_PROMPT_: Update the items below by changing every "instance" to "occurrence", keeping all other text the same.
═══
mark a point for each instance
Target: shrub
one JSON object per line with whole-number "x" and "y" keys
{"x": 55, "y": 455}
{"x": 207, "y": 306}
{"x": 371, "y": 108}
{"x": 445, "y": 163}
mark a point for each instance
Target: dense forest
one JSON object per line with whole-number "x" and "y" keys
═══
_RESULT_:
mark a point for each occurrence
Target: shrub
one JSON object per line with whole-number "x" and "y" keys
{"x": 55, "y": 455}
{"x": 207, "y": 306}
{"x": 371, "y": 108}
{"x": 445, "y": 163}
mark a point for each occurrence
Target: dense forest
one JSON object per line with whole-number "x" and "y" keys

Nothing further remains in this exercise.